* EXERCISE DETAILS
Repeat the rows from the start through the line containing "0,43 -> 22,79", swapping "cliff face" for "rock wall" and changing nothing else. Leave the pictures out of your answer.

* INFORMATION PROVIDED
════
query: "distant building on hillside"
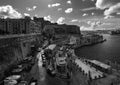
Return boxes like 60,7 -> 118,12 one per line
0,16 -> 41,34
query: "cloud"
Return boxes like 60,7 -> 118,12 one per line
80,7 -> 98,11
95,0 -> 114,9
57,17 -> 65,24
104,3 -> 120,16
26,6 -> 37,11
24,13 -> 30,16
91,12 -> 95,15
104,15 -> 114,19
67,0 -> 72,4
95,0 -> 120,19
0,5 -> 22,18
57,8 -> 62,11
65,8 -> 73,14
80,26 -> 94,31
44,15 -> 52,21
82,13 -> 88,16
70,19 -> 79,22
48,3 -> 61,8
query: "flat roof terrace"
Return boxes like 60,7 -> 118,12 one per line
75,59 -> 103,79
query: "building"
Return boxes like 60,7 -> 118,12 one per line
0,16 -> 41,34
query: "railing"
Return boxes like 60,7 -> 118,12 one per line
0,33 -> 41,39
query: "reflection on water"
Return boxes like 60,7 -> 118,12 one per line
75,34 -> 120,63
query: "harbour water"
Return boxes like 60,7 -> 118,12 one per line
75,34 -> 120,64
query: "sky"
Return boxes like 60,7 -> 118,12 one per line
0,0 -> 120,30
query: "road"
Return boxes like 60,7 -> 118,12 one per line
30,51 -> 87,85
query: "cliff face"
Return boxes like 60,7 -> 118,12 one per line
0,43 -> 22,79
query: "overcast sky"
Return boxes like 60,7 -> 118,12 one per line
0,0 -> 120,30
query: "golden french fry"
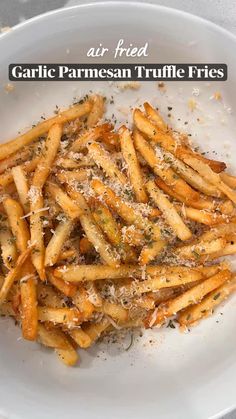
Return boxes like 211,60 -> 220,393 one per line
38,306 -> 84,327
162,151 -> 221,198
48,272 -> 77,297
175,205 -> 228,225
54,265 -> 203,286
30,194 -> 46,281
47,182 -> 83,220
32,124 -> 62,189
96,301 -> 129,323
0,101 -> 92,160
55,156 -> 95,169
0,147 -> 34,174
198,223 -> 236,242
20,276 -> 38,340
174,238 -> 226,262
184,157 -> 236,204
68,328 -> 92,349
44,220 -> 73,266
93,201 -> 137,263
155,177 -> 216,210
139,240 -> 166,265
178,277 -> 236,326
220,172 -> 236,189
146,180 -> 192,240
91,180 -> 161,240
82,318 -> 110,344
88,143 -> 127,185
0,220 -> 17,269
56,169 -> 88,184
73,285 -> 95,320
12,166 -> 30,214
67,188 -> 119,266
37,281 -> 64,308
3,197 -> 30,252
0,248 -> 32,305
0,157 -> 40,187
149,270 -> 232,327
119,126 -> 148,203
55,345 -> 79,367
70,123 -> 113,152
86,95 -> 105,128
38,323 -> 72,349
134,131 -> 199,200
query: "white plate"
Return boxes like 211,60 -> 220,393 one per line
0,3 -> 236,419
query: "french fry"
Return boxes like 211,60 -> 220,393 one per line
44,220 -> 73,266
198,223 -> 236,242
67,188 -> 119,266
119,126 -> 148,203
184,157 -> 236,204
68,328 -> 92,349
91,180 -> 161,240
55,156 -> 95,169
20,276 -> 38,340
12,166 -> 30,214
122,225 -> 145,246
149,270 -> 232,327
86,95 -> 105,128
58,248 -> 77,262
79,238 -> 93,255
3,197 -> 30,252
133,109 -> 226,172
30,194 -> 46,281
139,240 -> 166,265
55,345 -> 79,367
162,151 -> 221,198
0,220 -> 17,269
54,265 -> 202,286
155,177 -> 215,210
175,205 -> 228,225
38,323 -> 72,349
97,301 -> 129,323
56,169 -> 88,184
178,277 -> 236,326
32,124 -> 62,189
82,318 -> 110,344
115,270 -> 203,296
0,157 -> 40,187
146,181 -> 192,240
30,124 -> 62,281
37,281 -> 64,308
0,101 -> 92,160
209,241 -> 236,260
88,143 -> 127,185
174,238 -> 226,262
0,248 -> 32,305
0,147 -> 34,174
220,172 -> 236,189
47,272 -> 77,298
47,182 -> 83,220
38,306 -> 84,327
73,284 -> 95,320
93,201 -> 137,263
134,131 -> 199,200
70,123 -> 113,152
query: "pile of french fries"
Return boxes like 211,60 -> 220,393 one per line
0,95 -> 236,365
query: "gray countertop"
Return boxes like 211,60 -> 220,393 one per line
0,0 -> 236,419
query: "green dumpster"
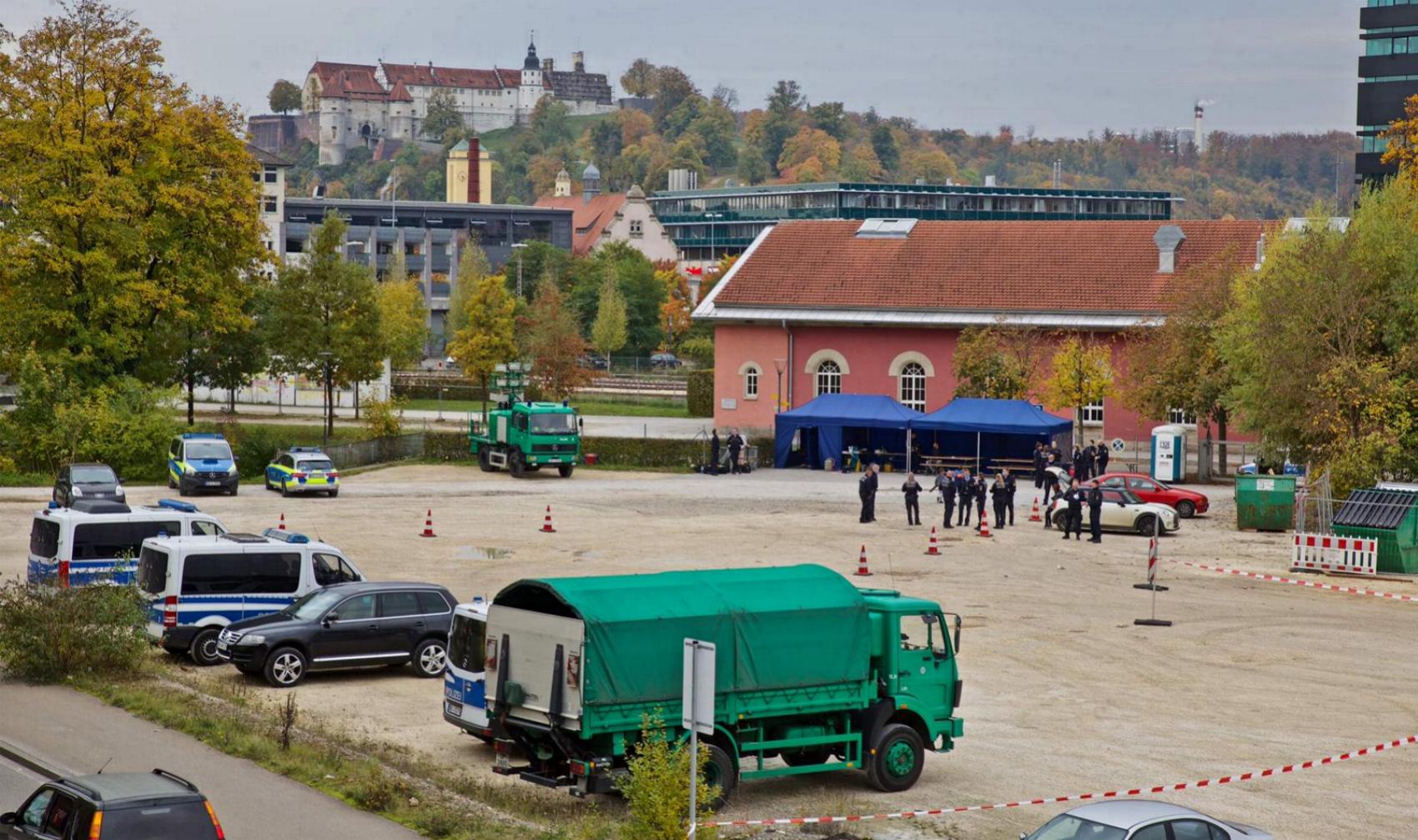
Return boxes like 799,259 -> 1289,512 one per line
1236,475 -> 1295,531
1333,486 -> 1418,575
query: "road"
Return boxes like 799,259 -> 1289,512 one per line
0,681 -> 417,840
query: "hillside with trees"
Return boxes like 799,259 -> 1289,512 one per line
274,58 -> 1359,219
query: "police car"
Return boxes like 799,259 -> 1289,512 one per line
265,447 -> 340,498
168,431 -> 241,495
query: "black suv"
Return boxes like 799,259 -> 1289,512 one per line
0,771 -> 224,840
217,581 -> 458,688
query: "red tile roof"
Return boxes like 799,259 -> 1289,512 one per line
536,193 -> 626,257
713,220 -> 1276,314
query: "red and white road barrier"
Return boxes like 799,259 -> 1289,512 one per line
699,735 -> 1418,828
1290,532 -> 1378,576
1167,561 -> 1418,603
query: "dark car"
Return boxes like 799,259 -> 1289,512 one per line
217,581 -> 458,688
54,464 -> 125,508
0,771 -> 224,840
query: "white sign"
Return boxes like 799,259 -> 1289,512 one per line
681,638 -> 715,735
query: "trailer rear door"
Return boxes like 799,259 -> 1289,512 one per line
486,605 -> 586,731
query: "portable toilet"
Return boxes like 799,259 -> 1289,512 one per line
1151,425 -> 1187,481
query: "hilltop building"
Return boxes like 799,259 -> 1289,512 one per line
304,43 -> 616,164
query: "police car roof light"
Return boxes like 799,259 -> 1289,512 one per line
261,528 -> 310,545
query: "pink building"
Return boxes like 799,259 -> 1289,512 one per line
693,219 -> 1270,441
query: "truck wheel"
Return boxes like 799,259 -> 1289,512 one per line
703,743 -> 739,810
867,724 -> 926,793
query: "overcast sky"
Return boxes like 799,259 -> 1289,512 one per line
0,0 -> 1363,136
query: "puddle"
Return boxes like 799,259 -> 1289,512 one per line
458,545 -> 512,561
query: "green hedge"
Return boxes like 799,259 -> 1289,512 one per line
686,368 -> 713,417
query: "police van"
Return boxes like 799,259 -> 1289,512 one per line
26,500 -> 227,586
444,597 -> 492,743
136,528 -> 365,666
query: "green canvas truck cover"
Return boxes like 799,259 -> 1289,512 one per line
494,565 -> 871,707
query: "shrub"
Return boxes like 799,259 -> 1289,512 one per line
686,368 -> 713,417
0,581 -> 148,681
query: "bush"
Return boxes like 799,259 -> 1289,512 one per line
0,581 -> 148,681
686,368 -> 713,417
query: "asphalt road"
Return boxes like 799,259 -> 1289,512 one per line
0,681 -> 417,840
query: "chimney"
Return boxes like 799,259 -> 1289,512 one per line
1153,224 -> 1187,274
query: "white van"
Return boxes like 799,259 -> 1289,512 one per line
26,500 -> 227,586
136,528 -> 365,666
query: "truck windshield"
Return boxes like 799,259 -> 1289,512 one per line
532,415 -> 576,435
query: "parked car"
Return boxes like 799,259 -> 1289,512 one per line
53,464 -> 126,508
1019,799 -> 1274,840
1089,472 -> 1211,520
217,581 -> 458,688
0,769 -> 224,840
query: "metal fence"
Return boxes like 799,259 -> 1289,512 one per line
324,431 -> 424,470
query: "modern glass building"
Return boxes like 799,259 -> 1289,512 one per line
650,181 -> 1179,261
1355,0 -> 1418,182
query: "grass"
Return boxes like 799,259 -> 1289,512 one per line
405,399 -> 689,417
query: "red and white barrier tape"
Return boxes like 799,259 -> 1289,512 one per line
699,735 -> 1418,828
1169,561 -> 1418,601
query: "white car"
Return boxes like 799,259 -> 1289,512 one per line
1019,799 -> 1275,840
1043,467 -> 1181,536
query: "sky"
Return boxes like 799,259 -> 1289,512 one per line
0,0 -> 1363,138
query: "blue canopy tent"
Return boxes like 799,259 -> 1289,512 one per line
773,395 -> 924,470
912,397 -> 1074,468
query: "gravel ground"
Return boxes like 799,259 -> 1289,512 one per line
0,467 -> 1418,838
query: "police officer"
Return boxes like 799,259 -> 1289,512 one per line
857,464 -> 877,524
1088,484 -> 1104,542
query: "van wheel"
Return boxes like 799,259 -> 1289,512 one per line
264,647 -> 305,688
189,627 -> 221,668
867,724 -> 926,793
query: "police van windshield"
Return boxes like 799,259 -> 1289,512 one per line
532,415 -> 576,435
187,440 -> 231,461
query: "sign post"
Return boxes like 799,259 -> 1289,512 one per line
679,638 -> 715,840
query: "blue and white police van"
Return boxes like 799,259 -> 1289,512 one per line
136,528 -> 365,666
444,597 -> 492,743
26,500 -> 227,586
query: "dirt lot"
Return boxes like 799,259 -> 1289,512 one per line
0,467 -> 1418,838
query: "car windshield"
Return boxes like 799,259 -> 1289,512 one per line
69,465 -> 118,484
532,415 -> 576,435
1028,814 -> 1128,840
281,589 -> 344,621
187,440 -> 231,461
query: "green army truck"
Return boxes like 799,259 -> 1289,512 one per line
486,565 -> 963,797
468,362 -> 581,478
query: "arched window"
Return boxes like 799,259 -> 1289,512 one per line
901,362 -> 926,411
817,359 -> 842,396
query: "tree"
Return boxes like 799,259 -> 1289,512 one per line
267,79 -> 300,113
527,283 -> 590,400
591,271 -> 626,360
448,271 -> 518,417
421,88 -> 464,142
265,213 -> 385,431
1045,334 -> 1114,443
0,0 -> 265,385
621,58 -> 655,97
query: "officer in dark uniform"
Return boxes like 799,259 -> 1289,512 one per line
1088,484 -> 1104,542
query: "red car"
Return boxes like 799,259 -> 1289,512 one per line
1089,472 -> 1211,520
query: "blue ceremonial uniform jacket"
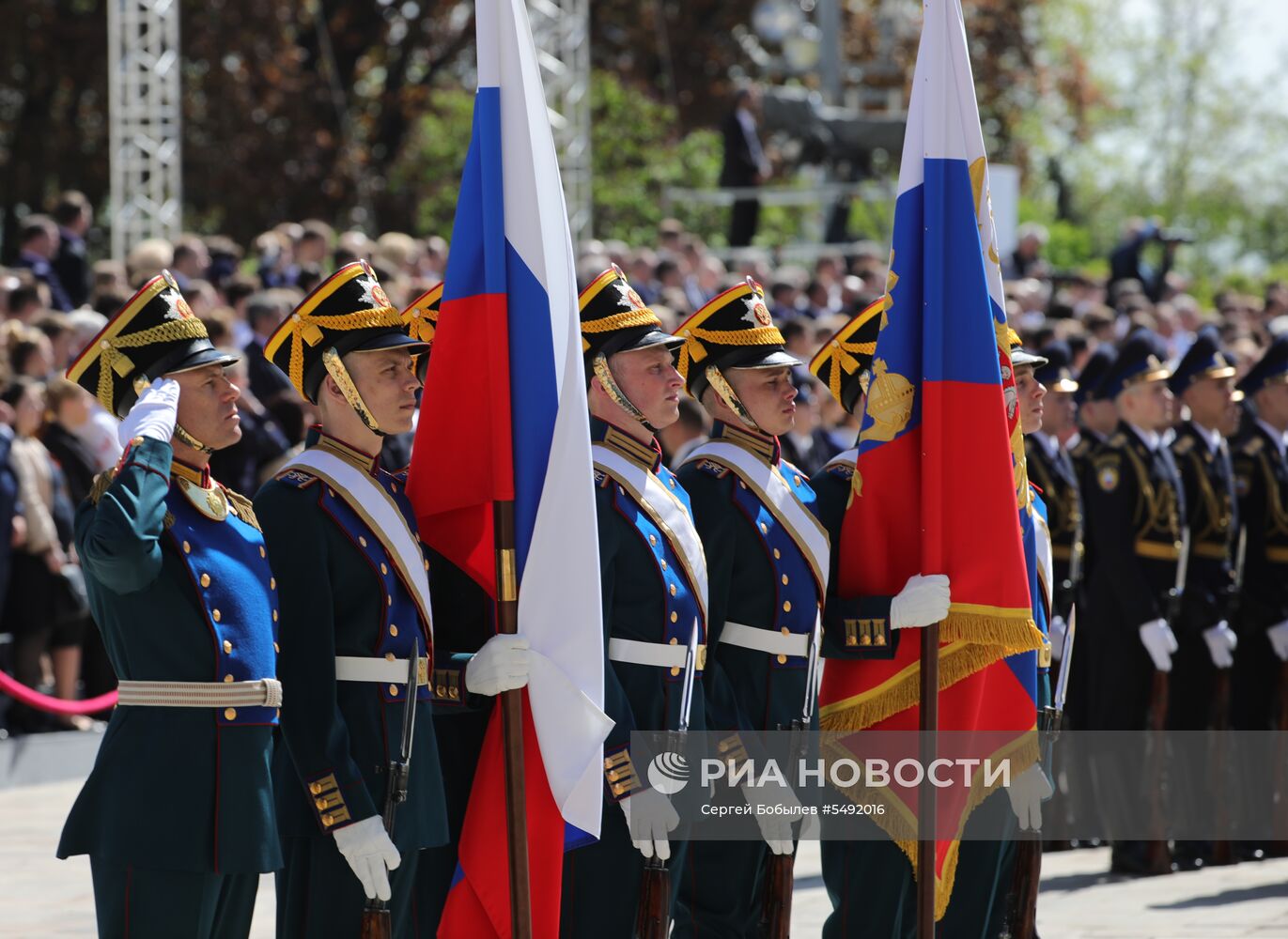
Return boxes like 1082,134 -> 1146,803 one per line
788,450 -> 899,658
255,427 -> 447,852
590,419 -> 707,801
58,438 -> 281,873
679,423 -> 822,731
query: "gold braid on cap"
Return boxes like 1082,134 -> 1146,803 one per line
288,306 -> 403,396
581,306 -> 662,351
583,350 -> 657,434
675,326 -> 787,381
322,346 -> 385,437
98,316 -> 209,413
402,306 -> 438,343
815,339 -> 877,402
707,362 -> 777,434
════
* SOLUTION TO THE EXERCISE
query: "distant building on hillside"
Return boxes like 60,7 -> 118,12 one per line
0,16 -> 41,34
query: "cloud"
Return boxes like 60,7 -> 118,12 one per line
80,7 -> 98,11
95,0 -> 114,9
57,17 -> 65,24
104,3 -> 120,16
26,6 -> 37,11
24,13 -> 30,16
91,12 -> 95,15
104,15 -> 114,19
67,0 -> 72,4
95,0 -> 120,19
0,5 -> 22,18
57,8 -> 62,11
65,8 -> 73,14
80,26 -> 94,31
44,15 -> 52,21
82,13 -> 88,16
70,19 -> 79,22
48,3 -> 61,8
query: "flat roof terrace"
Return boxes like 60,7 -> 118,12 one per line
75,59 -> 103,79
query: "building"
Return boxes like 60,7 -> 118,12 one per line
0,16 -> 41,34
query: "railing"
Return boxes like 60,7 -> 118,12 one per line
0,33 -> 41,39
query: "reflection on water"
Return boxes like 60,7 -> 118,12 one per line
75,34 -> 120,63
query: "harbour water"
Return boxes like 60,7 -> 118,12 one per line
75,34 -> 120,64
query: "sky"
Return boxes like 60,7 -> 118,12 one per line
0,0 -> 120,30
query: "road"
Return boxes like 60,7 -> 118,12 one per line
30,51 -> 87,85
query: "rock wall"
Return boxes like 60,7 -> 118,12 one per line
0,43 -> 22,79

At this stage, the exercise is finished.